EXERCISE MATERIALS –
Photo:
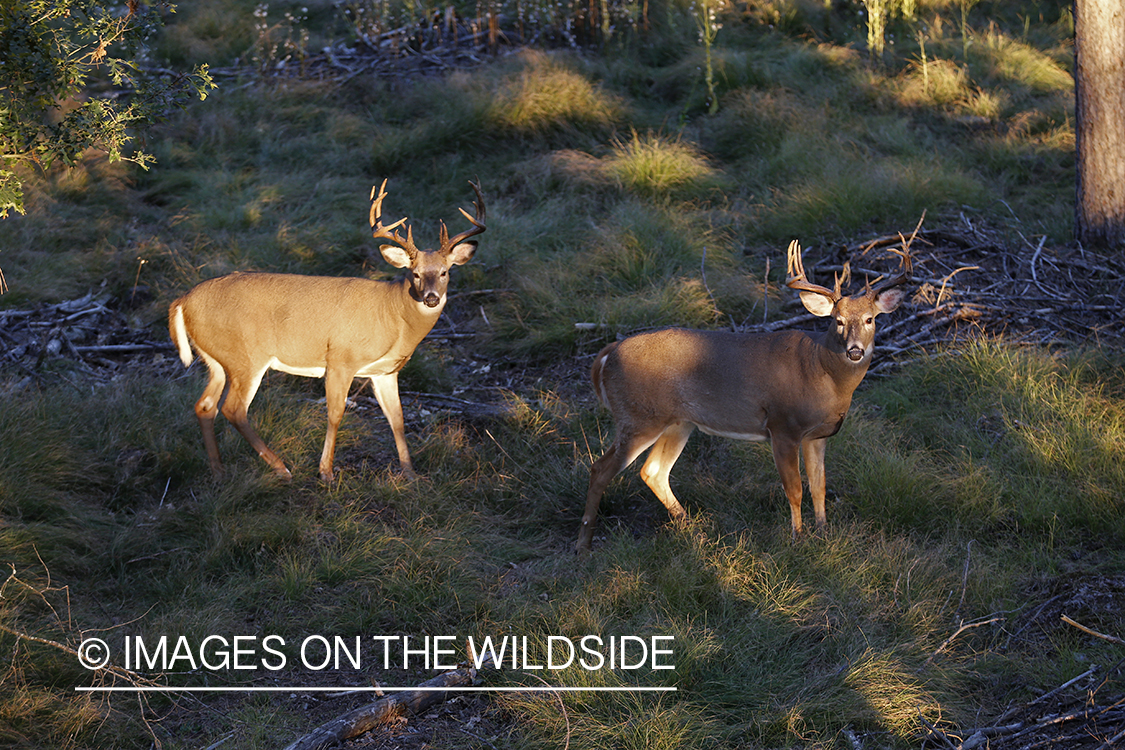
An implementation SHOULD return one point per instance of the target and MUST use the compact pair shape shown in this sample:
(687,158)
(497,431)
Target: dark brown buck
(792,388)
(244,324)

DIRECTIVE –
Rewrite every line of the items above in full, multiplying only the point coordinates in the answers by 1.95 and rounding each to the nearest whole number, with halves rounded up. All other numbers stay as they are, and the pictures should be left out.

RESULT OF THE TASK –
Photo:
An implementation SHOULD return one point per instance of the target and MUST use the compact pair shape shown in this sample:
(687,158)
(497,431)
Target: dark brown buck
(1544,757)
(476,632)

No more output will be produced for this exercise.